== Excerto da página ==

[Análise] Animal Crossing: New Horizons [NSW]


Vou ser honesto: não sou fã de Animal Crossing. Tentei dar uns toques no Animal Crossing: New Leaf para a 3DS, mas este simulador de vida com animais antropomórficos não me convenceu. Dado este histórico com a série, dar o salto para New Horizons tinha tudo para dar para o torto. E é por isso que me custa a acreditar nas dezenas de horas que passei no jogo! 

Este fosso no meu tempo iniciou-se quando Tom Nook me levou num retiro para uma ilha deserta, juntamente com os seus aprendizes e dois outros viajantes. Um lugar completamente à margem da sociedade, com traços desenhados por resplandecentes rios, praias e inúmeras laranjeiras, nas minhas mãos para ser moldado de acordo com os meus caprichos.


No entanto, esta não é uma tarefa fácil! Tal como todos os Animal Crossing anteriores, New Horizons funciona em tempo real. Por isso, não se pode esperar que se possa fazer tudo o que se deseja num só dia. Em algumas ocasiões, podemos chegar mesmo a um ponto em que não temos mais nada a fazer até o sol dar outra volta sobre este pequeno mundo. Em consequência, o desenvolvimento da ilha é um cometimento lento que poderá demorar várias semanas. Esta dinâmica pode afastar algumas pessoas, mas para mim é uma parte do charme do jogo: New Horizons não é algo que jogamos intensamente horas e horas a fio, mas sim um relaxante escape que visitamos e melhoramos a cada dia.

Portanto, se queremos avançar nesta empreitada, temos de lhe dedicar tempo, mas também afinco e árduo trabalho. Enquanto que nos jogos anteriores obtínhamos os nossos itens principalmente na loja Nook Cranny, aqui há uma especial ênfase no novo sistema de crafting. Numa série em que a recolha de recursos ambientais (como fruta, fósseis e insetos) está no centro da jogabilidade, a possibilidade de usar os materiais que recolhemos para construir todo o tipo de parafernálias é uma evolução natural. Esta adição deu todo um outro significado àquilo que antes apenas servia para vender, doar ao museu ou oferecer a outro residente, ao mesmo tempo que tornou a obtenção de certos itens num processo mais personalizado. Graças a este sistema e a uma valiosa melhoria ao inventário, senti-me investido no ciclo de jogabilidade como não me tinha sentido em New Leaf.

===

[Exercício 1] Extraia, por favor, da análise de Animal Crossing: New Horizons o trecho que vai desde "Este fosso no" até "os meus caprichos.", inclusive, sem lhe alterar nada.
[Exercício 2] Continue a análise de Animal Crossing: New Horizons a partir da última frase apresentada.
Os itens não são precisos para nada.

== Listagem de dados ==

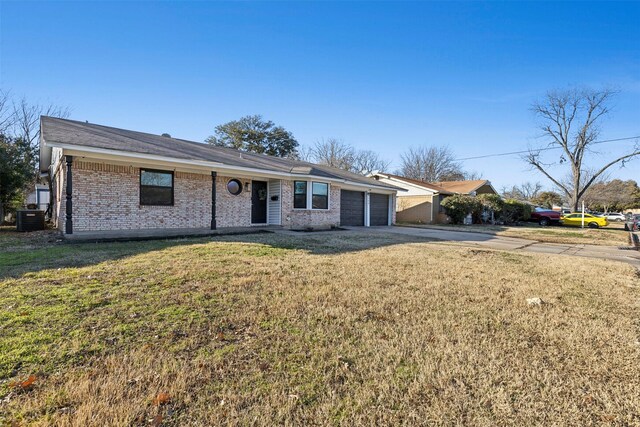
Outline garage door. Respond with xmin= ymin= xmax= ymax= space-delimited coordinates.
xmin=340 ymin=190 xmax=364 ymax=226
xmin=369 ymin=193 xmax=389 ymax=225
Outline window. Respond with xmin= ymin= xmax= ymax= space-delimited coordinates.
xmin=311 ymin=182 xmax=329 ymax=209
xmin=227 ymin=179 xmax=242 ymax=196
xmin=293 ymin=181 xmax=307 ymax=209
xmin=140 ymin=169 xmax=173 ymax=206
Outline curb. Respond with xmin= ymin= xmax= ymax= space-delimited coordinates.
xmin=629 ymin=231 xmax=640 ymax=251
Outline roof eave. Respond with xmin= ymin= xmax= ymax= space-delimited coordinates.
xmin=46 ymin=141 xmax=405 ymax=193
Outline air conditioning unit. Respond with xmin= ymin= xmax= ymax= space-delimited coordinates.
xmin=16 ymin=209 xmax=44 ymax=231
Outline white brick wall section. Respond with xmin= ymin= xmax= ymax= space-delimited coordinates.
xmin=59 ymin=159 xmax=340 ymax=231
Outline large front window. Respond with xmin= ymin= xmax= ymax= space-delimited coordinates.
xmin=293 ymin=181 xmax=329 ymax=209
xmin=311 ymin=182 xmax=329 ymax=209
xmin=140 ymin=169 xmax=173 ymax=206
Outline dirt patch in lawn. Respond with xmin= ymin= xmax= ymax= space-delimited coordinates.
xmin=403 ymin=224 xmax=630 ymax=247
xmin=0 ymin=231 xmax=640 ymax=426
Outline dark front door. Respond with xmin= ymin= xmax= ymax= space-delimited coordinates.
xmin=369 ymin=193 xmax=389 ymax=225
xmin=251 ymin=181 xmax=267 ymax=224
xmin=340 ymin=190 xmax=364 ymax=226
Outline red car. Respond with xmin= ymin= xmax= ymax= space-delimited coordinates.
xmin=531 ymin=208 xmax=560 ymax=226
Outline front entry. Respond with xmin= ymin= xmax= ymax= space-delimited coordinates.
xmin=251 ymin=181 xmax=267 ymax=224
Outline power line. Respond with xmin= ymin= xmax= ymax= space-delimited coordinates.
xmin=455 ymin=135 xmax=640 ymax=162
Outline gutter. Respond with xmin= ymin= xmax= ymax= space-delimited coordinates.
xmin=41 ymin=140 xmax=404 ymax=192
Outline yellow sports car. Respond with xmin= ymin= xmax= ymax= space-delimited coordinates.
xmin=560 ymin=212 xmax=609 ymax=228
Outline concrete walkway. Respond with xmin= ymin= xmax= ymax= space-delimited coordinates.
xmin=370 ymin=227 xmax=640 ymax=268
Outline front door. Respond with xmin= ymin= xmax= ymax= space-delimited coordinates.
xmin=251 ymin=181 xmax=267 ymax=224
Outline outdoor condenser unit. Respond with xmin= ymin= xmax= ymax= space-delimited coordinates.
xmin=16 ymin=209 xmax=44 ymax=231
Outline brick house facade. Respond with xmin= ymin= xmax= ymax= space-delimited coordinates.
xmin=52 ymin=160 xmax=350 ymax=232
xmin=40 ymin=117 xmax=397 ymax=238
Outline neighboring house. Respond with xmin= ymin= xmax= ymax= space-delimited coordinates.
xmin=372 ymin=173 xmax=454 ymax=224
xmin=433 ymin=179 xmax=498 ymax=196
xmin=26 ymin=184 xmax=49 ymax=211
xmin=40 ymin=117 xmax=398 ymax=237
xmin=372 ymin=173 xmax=498 ymax=224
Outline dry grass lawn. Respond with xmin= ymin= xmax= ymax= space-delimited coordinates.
xmin=406 ymin=223 xmax=630 ymax=246
xmin=0 ymin=231 xmax=640 ymax=426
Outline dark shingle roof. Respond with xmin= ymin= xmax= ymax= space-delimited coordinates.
xmin=40 ymin=116 xmax=397 ymax=189
xmin=385 ymin=173 xmax=454 ymax=194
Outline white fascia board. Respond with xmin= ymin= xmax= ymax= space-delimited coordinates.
xmin=50 ymin=142 xmax=396 ymax=193
xmin=384 ymin=177 xmax=438 ymax=194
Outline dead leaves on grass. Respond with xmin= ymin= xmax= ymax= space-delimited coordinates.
xmin=153 ymin=392 xmax=171 ymax=406
xmin=9 ymin=375 xmax=36 ymax=390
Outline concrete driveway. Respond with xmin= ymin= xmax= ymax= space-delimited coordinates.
xmin=369 ymin=226 xmax=640 ymax=268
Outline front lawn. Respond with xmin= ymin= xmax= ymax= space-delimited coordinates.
xmin=403 ymin=223 xmax=629 ymax=246
xmin=0 ymin=231 xmax=640 ymax=426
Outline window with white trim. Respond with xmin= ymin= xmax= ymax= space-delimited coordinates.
xmin=293 ymin=181 xmax=307 ymax=209
xmin=293 ymin=181 xmax=329 ymax=210
xmin=311 ymin=182 xmax=329 ymax=209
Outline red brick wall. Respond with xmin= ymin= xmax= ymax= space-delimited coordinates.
xmin=282 ymin=181 xmax=340 ymax=228
xmin=72 ymin=160 xmax=211 ymax=231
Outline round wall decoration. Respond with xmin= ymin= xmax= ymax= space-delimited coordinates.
xmin=227 ymin=179 xmax=242 ymax=196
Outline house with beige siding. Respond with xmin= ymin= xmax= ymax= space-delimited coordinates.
xmin=40 ymin=117 xmax=398 ymax=238
xmin=372 ymin=173 xmax=498 ymax=224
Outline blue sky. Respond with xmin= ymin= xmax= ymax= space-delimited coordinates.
xmin=0 ymin=1 xmax=640 ymax=188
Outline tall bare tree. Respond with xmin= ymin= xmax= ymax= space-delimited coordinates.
xmin=0 ymin=89 xmax=69 ymax=223
xmin=12 ymin=97 xmax=70 ymax=147
xmin=311 ymin=138 xmax=356 ymax=170
xmin=399 ymin=146 xmax=465 ymax=182
xmin=501 ymin=181 xmax=542 ymax=201
xmin=524 ymin=89 xmax=640 ymax=210
xmin=307 ymin=138 xmax=390 ymax=175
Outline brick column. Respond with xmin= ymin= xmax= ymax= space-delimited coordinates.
xmin=64 ymin=156 xmax=73 ymax=234
xmin=211 ymin=172 xmax=218 ymax=230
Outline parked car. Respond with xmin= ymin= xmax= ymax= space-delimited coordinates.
xmin=560 ymin=212 xmax=609 ymax=228
xmin=605 ymin=212 xmax=627 ymax=222
xmin=531 ymin=207 xmax=560 ymax=225
xmin=624 ymin=214 xmax=640 ymax=231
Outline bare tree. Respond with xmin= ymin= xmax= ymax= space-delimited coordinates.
xmin=12 ymin=97 xmax=70 ymax=146
xmin=311 ymin=138 xmax=356 ymax=170
xmin=524 ymin=89 xmax=640 ymax=210
xmin=351 ymin=150 xmax=391 ymax=175
xmin=310 ymin=138 xmax=390 ymax=175
xmin=0 ymin=89 xmax=14 ymax=135
xmin=399 ymin=146 xmax=464 ymax=182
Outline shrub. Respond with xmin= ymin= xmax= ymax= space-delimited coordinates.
xmin=501 ymin=199 xmax=531 ymax=223
xmin=477 ymin=194 xmax=504 ymax=224
xmin=442 ymin=194 xmax=482 ymax=224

===

[Resposta escrita 1]
Este fosso no meu tempo iniciou-se quando Tom Nook me levou num retiro para uma ilha deserta, juntamente com os seus aprendizes e dois outros viajantes. Um lugar completamente à margem da sociedade, com traços desenhados por resplandecentes rios, praias e inúmeras laranjeiras, nas minhas mãos para ser moldado de acordo com os meus caprichos.

[Resposta escrita 2]
Outra grande novidade de New Horizons é a nova moeda - Nook Miles. Enquanto as Bells são obtidas através da venda de itens, as Nook Miles são dadas ao jogador como recompensa por determinadas ações, tais como apanhar peixes, falar com vizinhos ou tirar fotografias. É com esta nova moeda que pagamos o custo da nossa viagem no começo do jogo, naquilo que é uma excelente forma de fazer o jogador autonomamente descobrir os pilares da jogabilidade. Mesmo após pagarmos a dívida, as Nook Miles mantêm-se relevantes ao longo da experiência devido à existência de uma gama de produtos que só podem ser adquiridos com elas e à opção de trocar Nook Miles por Bells.


Vamos, por isso, passar a maior parte do tempo no jogo a realizar pequenas tarefas como apanhar ervas daninhas, derrubar árvores, caçar insetos, pescar e minerar pedras. Parece monótono? É porque é. Mas o prazer de New Horizons não reside intrinsecamente nelas, mas sim no seu resultado. Pode ser às vezes repetitivo e cansativo, mas no fundo sentimos ânimo porque estamos cada vez mais perto de construir aquele baloiço que tão bem ficaria no nosso jardim, ou comprar ao Timmy e Tommy aquele gnomo que nos anda a fazer olhinhos ou finalmente pagar a minha milionésima expansão da casa que eu definitivamente precisava. Sou apenas humano, bolas!

Com este ciclo de labuta vamos dando vida à ilha, dia após dia. Mais do que nunca perspetivamos esta comunidade como um cantinho só nosso. Em grande parte, isto deve-se a termos um controlo bem maior no layout deste pequeno mundo virtual: já no primeiro dia, somos nós quem decide onde é que ficam as tendas dos 3 primeiros residentes (que mais tarde, dão lugar a casas). Esta liberdade de escolha mantem-se ao longo do jogo: não só podemos eleger o local das casas de futuros moradores, mas também onde serão construídas as lojas e o museu da terra. Como se não bastasse, mais tarde passamos a ter a opção de construir pontes e escadas, e até de moldar a geografia da ilha! Quando tomamos em conta que agora podemos colocar praticamente todos os nossos itens decorativos no exterior, vemos que o salto foi enorme naquilo que podemos fazer com a localidade em relação ao New Leaf.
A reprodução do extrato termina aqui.